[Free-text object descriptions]
* * * *

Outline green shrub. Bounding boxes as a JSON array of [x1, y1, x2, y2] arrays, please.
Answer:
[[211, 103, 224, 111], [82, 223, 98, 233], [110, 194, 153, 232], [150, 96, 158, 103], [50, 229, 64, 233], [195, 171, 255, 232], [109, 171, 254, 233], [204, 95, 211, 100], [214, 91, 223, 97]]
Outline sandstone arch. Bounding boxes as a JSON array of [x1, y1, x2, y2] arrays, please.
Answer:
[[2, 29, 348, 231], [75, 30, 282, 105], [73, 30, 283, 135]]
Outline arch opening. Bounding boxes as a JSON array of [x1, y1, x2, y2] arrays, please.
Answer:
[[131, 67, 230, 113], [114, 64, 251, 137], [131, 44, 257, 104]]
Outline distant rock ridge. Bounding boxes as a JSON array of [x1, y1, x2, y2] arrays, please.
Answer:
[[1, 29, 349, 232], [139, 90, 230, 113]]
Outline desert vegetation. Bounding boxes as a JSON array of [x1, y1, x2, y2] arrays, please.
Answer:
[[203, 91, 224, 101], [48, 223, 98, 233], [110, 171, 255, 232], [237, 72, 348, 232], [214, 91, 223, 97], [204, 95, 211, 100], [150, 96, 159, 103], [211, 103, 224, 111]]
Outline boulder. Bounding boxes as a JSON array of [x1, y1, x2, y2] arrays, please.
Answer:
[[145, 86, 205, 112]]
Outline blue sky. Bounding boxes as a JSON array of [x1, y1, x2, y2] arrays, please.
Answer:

* * * *

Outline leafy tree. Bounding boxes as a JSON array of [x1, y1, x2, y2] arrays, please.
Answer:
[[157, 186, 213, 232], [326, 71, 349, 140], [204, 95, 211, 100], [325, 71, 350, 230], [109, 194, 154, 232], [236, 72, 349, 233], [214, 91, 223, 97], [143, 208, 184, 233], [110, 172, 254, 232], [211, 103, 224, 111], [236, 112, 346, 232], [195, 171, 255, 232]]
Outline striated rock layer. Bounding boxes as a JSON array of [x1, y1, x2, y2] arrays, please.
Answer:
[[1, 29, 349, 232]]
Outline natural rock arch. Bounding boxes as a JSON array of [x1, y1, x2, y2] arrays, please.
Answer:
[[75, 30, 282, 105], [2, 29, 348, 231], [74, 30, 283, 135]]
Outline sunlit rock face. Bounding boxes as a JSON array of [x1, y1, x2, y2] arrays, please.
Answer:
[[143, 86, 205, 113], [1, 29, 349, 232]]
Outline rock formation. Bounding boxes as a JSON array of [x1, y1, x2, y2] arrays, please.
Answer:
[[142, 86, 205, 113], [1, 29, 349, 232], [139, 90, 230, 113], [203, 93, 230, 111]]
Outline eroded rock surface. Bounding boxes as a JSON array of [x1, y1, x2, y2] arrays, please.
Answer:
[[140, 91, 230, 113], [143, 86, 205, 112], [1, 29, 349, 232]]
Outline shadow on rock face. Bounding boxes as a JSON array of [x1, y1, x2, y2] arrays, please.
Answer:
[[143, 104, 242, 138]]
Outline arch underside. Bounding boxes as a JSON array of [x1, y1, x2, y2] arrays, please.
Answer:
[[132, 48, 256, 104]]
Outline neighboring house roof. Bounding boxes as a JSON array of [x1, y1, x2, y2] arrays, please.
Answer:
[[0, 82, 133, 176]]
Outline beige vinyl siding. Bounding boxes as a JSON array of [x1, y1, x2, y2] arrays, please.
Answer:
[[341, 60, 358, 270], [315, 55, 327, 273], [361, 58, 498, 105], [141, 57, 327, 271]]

* * * *

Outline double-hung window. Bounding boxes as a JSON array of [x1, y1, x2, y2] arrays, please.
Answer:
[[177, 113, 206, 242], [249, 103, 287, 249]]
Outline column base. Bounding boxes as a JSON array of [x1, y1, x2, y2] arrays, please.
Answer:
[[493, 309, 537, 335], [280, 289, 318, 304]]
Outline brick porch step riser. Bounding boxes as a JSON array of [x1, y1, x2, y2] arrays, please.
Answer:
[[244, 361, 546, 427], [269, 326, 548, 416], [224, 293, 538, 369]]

* * * *

WORK INSTRUCTION: The expected answer is a copy of every line in the entries that holds the word "arch".

REPLY:
Outline sandstone arch. Bounding boxes as a JSON array of [x1, y1, x2, y2] arrays, please.
Outline arch opening. Bounding boxes as a JSON array of [x1, y1, x2, y2] arrays, please.
Outline natural rock arch. Bounding boxes as a JSON array of [x1, y1, x2, y2] arrays, please.
Outline arch underside. Bounding boxes as a JSON array of [x1, y1, x2, y2] arrays, please.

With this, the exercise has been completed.